Material to process:
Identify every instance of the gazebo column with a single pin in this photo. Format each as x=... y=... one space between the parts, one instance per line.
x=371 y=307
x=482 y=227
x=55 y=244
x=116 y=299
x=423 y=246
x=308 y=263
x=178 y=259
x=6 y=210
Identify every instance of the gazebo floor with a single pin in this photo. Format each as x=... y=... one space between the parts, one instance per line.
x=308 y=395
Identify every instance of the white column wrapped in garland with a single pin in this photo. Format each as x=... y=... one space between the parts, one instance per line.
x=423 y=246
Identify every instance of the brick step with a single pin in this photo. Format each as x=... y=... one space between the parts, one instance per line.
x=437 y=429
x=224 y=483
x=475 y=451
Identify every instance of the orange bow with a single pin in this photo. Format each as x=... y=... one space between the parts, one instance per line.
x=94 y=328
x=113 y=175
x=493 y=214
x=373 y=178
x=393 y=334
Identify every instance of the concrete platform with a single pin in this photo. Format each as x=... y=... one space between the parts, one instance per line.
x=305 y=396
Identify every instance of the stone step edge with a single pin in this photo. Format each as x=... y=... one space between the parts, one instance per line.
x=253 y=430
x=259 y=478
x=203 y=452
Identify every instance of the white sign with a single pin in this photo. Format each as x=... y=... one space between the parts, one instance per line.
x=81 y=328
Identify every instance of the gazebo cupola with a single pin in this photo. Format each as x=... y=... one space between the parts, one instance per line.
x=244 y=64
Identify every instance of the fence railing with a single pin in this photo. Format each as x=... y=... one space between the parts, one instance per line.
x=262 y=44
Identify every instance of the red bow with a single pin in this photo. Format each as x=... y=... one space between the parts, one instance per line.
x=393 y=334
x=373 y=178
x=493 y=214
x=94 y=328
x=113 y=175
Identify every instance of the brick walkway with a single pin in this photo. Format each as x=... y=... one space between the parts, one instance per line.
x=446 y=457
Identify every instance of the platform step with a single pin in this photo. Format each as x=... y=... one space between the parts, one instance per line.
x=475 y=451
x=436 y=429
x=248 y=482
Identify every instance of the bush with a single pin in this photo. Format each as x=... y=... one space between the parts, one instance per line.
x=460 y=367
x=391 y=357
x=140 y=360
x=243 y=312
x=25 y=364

--

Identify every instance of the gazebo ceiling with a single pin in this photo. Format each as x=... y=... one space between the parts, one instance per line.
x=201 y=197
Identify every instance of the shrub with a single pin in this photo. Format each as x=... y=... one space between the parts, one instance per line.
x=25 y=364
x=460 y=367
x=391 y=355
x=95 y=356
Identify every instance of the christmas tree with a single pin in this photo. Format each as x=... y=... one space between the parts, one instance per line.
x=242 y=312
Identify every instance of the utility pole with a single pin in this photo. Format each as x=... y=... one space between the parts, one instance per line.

--

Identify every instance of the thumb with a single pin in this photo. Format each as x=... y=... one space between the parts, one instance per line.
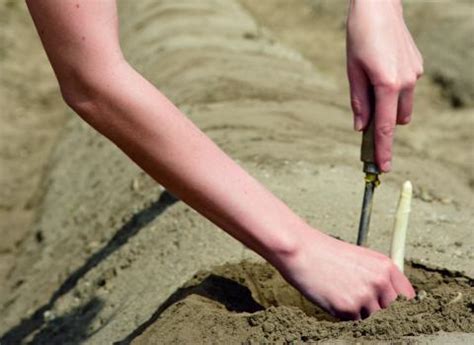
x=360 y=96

Directions for this task:
Return the span of lines in the data above that opens at the line with "Identify every instance of the shrub" and closes at the line with "Identify every instance of the utility", exactly, ends included, nothing else.

Problem solution:
Identify every instance of the shrub with a single pin in this photo. Format each as x=... y=... one space between the parts, one instance per line.
x=25 y=364
x=460 y=367
x=391 y=355
x=95 y=356
Identify every instance of the christmas tree with a single pin in this photo. Format each as x=... y=... one space between the parts, one instance per line.
x=242 y=312
Identify every instance of the utility pole with a single pin in this photo. Format each as x=... y=... one space between the parts, one instance per line.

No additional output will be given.